• EXERCISE TASK 1
Copy out the entries from the line with "Locate the beak" to the line with "(1210, 500)", keeping both of those lines and nothing outside them.

• READING TEXT
BEGIN
Re: [PATCH nf-next] netfilter: nf_tables: add ebpf expression

Eyal Birger <eyal.birger@xxxxxxxxx> · Mon, 5 Sep 2022 20:50:20 +0300

On Fri, Sep 2, 2022 at 7:53 PM Alexei Starovoitov
<alexei.starovoitov@xxxxxxxxx> wrote:
>
> On Wed, Aug 31, 2022 at 10:18 PM Eyal Birger <eyal.birger@xxxxxxxxx> wrote:
> >
> > On Thu, Sep 1, 2022 at 1:16 AM Daniel Borkmann <daniel@xxxxxxxxxxxxx> wrote:
> > >
> > > On 8/31/22 7:26 PM, Alexei Starovoitov wrote:
> > > > On Wed, Aug 31, 2022 at 8:53 AM Florian Westphal <fw@xxxxxxxxx> wrote:
> > > >> Alexei Starovoitov <alexei.starovoitov@xxxxxxxxx> wrote:
> > > >>>> 1 and 2 have the upside that its easy to handle a 'file not found'
> > > >>>> error.
> > > >>>
> > > >>> I'm strongly against calling into bpf from the inner guts of nft.
> > > >>> Nack to all options discussed in this thread.
> > > >>> None of them make any sense.
> > > >>
> > > >> -v please.  I can just rework userspace to allow going via xt_bpf
> > > >> but its brain damaged.
> > > >
> > > > Right. xt_bpf was a dead end from the start.
> > > > It's time to deprecate it and remove it.
> > > >
> > > >> This helps gradually moving towards move epbf for those that
> > > >> still heavily rely on the classic forwarding path.
> > > >
> > > > No one is using it.
END
• EXERCISE TASK 2
Answer these questions about the patch discussion thread:
(a) On what date was Eyal Birger's message sent?
(b) What does Alexei Starovoitov say it is time to do with xt_bpf?
(c) What upside is said to belong to options 1 and 2?

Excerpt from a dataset
BEGIN
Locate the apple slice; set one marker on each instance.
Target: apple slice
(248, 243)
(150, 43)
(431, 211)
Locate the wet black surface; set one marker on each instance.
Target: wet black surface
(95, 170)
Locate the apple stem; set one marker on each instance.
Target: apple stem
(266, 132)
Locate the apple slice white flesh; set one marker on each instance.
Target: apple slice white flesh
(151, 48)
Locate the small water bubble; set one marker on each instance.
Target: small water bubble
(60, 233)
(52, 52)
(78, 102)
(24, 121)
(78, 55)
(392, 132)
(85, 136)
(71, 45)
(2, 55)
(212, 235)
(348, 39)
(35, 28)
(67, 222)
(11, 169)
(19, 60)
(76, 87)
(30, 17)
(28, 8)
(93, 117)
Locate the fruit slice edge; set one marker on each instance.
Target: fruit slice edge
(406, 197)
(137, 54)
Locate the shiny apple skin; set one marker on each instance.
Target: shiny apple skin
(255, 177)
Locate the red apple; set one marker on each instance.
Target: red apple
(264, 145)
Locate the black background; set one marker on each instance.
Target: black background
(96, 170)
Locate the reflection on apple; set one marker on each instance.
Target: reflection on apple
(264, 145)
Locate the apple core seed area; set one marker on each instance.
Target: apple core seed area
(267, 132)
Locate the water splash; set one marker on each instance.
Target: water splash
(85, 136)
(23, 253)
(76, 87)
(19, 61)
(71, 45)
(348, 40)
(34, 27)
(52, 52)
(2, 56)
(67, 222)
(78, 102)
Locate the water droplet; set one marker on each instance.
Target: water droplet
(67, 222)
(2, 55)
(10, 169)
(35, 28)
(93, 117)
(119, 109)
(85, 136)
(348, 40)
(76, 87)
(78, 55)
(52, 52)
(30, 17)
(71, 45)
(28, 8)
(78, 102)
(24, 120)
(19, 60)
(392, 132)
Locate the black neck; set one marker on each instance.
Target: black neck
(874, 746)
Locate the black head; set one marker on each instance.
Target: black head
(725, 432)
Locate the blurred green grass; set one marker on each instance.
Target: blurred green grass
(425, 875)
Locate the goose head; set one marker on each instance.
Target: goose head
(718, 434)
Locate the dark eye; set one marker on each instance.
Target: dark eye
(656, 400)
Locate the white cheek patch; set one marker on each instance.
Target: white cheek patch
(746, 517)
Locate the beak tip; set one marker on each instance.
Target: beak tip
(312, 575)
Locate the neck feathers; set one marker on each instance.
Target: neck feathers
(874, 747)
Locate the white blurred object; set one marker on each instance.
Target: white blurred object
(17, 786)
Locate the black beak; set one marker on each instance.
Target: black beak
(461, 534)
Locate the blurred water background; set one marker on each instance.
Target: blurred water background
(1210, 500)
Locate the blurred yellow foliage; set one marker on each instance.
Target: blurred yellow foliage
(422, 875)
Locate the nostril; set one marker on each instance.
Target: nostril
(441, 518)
END
• FINAL RESULT 1
Locate the beak tip; set one marker on each instance.
Target: beak tip
(312, 575)
Locate the neck feathers; set one marker on each instance.
Target: neck feathers
(874, 747)
Locate the white blurred object; set one marker on each instance.
Target: white blurred object
(17, 786)
Locate the black beak; set one marker on each instance.
Target: black beak
(461, 534)
Locate the blurred water background; set one marker on each instance.
Target: blurred water background
(1210, 500)

• FINAL RESULT 2
(a) Monday, 5 September 2022.
(b) Deprecate it and remove it.
(c) They make it easy to handle a "file not found" error.